::: Available records

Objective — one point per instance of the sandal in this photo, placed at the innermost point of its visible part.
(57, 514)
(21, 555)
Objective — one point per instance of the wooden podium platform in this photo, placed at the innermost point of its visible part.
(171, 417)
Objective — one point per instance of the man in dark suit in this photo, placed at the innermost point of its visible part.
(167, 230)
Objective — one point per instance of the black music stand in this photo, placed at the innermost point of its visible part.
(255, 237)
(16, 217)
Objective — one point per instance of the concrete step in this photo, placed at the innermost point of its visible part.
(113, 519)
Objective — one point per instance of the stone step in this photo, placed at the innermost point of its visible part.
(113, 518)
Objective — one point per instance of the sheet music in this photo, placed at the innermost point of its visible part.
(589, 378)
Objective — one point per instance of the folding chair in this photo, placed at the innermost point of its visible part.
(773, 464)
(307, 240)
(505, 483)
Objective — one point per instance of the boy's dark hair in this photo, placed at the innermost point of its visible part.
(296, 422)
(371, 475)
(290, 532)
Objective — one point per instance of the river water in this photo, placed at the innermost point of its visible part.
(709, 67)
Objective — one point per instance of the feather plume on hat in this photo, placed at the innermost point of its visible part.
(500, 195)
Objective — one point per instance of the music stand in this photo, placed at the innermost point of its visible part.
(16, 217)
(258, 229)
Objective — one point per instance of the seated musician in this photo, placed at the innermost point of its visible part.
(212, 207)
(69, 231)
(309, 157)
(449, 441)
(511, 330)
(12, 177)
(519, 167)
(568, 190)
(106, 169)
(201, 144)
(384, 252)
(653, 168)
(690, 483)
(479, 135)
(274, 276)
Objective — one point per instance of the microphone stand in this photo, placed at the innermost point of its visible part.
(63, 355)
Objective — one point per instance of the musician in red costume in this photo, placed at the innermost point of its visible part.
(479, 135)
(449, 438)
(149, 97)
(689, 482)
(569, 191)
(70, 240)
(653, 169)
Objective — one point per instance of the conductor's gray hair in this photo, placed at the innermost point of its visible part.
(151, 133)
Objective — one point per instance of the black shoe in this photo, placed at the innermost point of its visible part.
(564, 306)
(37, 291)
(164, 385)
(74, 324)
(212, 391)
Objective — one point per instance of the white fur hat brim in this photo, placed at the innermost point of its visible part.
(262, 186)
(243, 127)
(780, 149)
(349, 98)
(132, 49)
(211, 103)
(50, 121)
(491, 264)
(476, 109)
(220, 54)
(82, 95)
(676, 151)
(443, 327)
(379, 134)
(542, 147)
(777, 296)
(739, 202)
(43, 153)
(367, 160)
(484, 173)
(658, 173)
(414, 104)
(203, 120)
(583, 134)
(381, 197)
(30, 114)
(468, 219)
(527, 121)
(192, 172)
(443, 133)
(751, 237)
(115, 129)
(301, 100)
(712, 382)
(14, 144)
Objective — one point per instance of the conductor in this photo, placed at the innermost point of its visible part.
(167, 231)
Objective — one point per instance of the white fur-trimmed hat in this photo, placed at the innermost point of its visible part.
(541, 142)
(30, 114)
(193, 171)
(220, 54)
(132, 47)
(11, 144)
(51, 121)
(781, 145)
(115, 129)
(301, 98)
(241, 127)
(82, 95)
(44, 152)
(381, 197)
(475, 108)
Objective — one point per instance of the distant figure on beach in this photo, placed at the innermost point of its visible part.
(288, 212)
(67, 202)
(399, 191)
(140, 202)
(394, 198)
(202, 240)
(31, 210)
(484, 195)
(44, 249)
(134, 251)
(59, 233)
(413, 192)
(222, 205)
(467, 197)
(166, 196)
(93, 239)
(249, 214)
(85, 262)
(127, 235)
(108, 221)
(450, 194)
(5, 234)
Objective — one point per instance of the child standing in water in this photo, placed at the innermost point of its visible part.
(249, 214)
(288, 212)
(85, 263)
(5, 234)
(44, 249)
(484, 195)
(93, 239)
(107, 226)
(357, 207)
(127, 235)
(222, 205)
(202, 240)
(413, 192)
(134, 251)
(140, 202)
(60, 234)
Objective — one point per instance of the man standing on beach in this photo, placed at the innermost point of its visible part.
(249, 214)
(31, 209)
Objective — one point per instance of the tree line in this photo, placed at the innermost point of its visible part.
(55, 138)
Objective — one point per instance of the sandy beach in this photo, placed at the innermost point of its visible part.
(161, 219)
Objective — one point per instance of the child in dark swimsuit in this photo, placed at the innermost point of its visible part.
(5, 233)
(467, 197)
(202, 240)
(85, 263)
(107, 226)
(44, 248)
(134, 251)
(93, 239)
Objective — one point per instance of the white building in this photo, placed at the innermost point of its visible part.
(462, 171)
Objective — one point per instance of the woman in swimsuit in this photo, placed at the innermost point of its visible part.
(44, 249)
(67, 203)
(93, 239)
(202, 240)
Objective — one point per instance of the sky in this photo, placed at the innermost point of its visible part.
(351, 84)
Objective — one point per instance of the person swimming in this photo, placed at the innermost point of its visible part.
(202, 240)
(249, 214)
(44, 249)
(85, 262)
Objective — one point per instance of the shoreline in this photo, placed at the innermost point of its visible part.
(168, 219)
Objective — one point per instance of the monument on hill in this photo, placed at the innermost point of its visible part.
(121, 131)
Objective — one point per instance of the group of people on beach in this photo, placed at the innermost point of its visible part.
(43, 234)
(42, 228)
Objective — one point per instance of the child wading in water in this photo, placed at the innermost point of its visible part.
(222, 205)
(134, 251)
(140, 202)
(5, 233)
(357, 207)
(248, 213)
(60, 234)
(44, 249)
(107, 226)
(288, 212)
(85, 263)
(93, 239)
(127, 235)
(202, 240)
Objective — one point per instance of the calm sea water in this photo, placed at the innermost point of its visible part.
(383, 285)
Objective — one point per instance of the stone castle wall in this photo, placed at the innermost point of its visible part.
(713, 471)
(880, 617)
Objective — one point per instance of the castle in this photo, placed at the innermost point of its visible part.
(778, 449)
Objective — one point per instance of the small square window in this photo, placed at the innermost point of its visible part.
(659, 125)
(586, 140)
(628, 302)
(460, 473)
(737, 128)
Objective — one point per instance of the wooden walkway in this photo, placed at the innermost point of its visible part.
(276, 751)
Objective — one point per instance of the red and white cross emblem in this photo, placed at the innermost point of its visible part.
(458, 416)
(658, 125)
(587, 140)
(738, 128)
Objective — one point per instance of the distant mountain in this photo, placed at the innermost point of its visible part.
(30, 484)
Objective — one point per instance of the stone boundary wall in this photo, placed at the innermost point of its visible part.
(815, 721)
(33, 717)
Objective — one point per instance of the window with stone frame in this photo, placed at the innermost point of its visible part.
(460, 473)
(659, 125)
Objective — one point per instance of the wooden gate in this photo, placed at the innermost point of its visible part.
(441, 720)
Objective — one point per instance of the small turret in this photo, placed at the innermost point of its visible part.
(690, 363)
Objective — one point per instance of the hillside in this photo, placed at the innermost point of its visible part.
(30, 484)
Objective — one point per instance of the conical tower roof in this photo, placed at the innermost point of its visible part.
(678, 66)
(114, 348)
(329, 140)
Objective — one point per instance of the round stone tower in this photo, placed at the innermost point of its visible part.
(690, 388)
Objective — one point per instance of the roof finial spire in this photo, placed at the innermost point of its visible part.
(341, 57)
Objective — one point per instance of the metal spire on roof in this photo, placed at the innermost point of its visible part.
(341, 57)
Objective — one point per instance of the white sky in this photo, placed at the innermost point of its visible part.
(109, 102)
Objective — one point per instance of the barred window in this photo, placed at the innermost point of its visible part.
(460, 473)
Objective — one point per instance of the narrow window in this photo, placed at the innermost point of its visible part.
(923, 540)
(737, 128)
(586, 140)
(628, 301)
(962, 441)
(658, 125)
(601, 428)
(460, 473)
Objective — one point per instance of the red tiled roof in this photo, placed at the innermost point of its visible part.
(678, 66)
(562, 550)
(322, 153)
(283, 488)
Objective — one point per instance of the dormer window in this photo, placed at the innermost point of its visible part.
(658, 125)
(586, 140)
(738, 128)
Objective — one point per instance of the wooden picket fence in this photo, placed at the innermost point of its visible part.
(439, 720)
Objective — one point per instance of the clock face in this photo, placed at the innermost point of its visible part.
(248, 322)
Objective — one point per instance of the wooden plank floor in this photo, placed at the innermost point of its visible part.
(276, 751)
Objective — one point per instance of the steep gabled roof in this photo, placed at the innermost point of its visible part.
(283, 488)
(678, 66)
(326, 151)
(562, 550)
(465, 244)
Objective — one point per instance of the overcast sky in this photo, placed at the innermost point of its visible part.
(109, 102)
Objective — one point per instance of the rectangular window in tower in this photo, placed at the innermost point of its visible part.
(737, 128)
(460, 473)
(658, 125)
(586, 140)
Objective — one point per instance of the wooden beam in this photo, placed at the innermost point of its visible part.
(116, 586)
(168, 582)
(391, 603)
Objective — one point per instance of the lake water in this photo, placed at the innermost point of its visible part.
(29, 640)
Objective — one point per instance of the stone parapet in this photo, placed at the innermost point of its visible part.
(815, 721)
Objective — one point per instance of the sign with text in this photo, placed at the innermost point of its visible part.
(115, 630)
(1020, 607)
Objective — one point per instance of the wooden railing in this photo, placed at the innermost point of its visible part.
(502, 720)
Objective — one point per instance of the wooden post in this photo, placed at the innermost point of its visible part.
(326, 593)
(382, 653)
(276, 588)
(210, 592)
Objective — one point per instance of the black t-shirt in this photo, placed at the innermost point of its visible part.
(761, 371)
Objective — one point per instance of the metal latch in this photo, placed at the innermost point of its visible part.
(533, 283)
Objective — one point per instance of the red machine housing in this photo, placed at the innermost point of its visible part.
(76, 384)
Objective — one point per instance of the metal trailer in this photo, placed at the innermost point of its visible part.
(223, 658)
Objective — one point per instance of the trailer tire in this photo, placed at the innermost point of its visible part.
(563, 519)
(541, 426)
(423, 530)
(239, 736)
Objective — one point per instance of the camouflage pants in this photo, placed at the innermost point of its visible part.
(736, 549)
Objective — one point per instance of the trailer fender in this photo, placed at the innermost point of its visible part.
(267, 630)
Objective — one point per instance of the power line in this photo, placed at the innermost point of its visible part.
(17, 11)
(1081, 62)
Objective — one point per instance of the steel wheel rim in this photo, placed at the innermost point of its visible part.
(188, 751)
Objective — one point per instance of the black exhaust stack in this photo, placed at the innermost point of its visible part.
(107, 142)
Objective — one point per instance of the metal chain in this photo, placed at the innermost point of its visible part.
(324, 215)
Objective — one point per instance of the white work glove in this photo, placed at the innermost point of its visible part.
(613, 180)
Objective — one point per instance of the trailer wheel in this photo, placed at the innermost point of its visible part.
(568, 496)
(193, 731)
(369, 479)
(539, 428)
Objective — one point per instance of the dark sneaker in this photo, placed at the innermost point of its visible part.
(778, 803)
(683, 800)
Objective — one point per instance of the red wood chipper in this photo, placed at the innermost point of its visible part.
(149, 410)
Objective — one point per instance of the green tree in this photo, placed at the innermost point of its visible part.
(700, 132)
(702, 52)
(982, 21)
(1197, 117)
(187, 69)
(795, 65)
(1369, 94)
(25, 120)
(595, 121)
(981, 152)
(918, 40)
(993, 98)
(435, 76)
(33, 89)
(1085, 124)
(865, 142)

::::::

▸ **What you have to do**
Render the data from the line containing "Objective — one point per instance of the white work" through the last line of the data as a Markdown table with columns headed Row and Entry. Put a running number in Row, put each line in Entry, and skip blank lines.

▸ **Result below**
| Row | Entry |
|---|---|
| 1 | Objective — one point per instance of the white work glove in this photo, placed at the innermost point of its visible part. |
| 2 | (613, 180) |
| 3 | Objective — one point per instance of the trailer wheel in this photo, placed at the innermost point of its visible part. |
| 4 | (568, 496) |
| 5 | (193, 731) |
| 6 | (369, 479) |
| 7 | (539, 428) |
| 8 | Objective — one point per instance of the dark sneaker in this photo, placed at the innermost point of its visible part. |
| 9 | (778, 803) |
| 10 | (683, 800) |
| 11 | Objective — one point per instance of the red wood chipper in this photo, placed at the innermost point of its visible part. |
| 12 | (149, 410) |
| 13 | Objective — one point per instance of the green tree in this photo, placed at the innermost point of its visible part. |
| 14 | (700, 132) |
| 15 | (702, 52) |
| 16 | (982, 21) |
| 17 | (1197, 117) |
| 18 | (187, 69) |
| 19 | (795, 65) |
| 20 | (1369, 94) |
| 21 | (25, 120) |
| 22 | (595, 121) |
| 23 | (981, 152) |
| 24 | (918, 40) |
| 25 | (993, 98) |
| 26 | (435, 76) |
| 27 | (33, 89) |
| 28 | (1085, 124) |
| 29 | (865, 142) |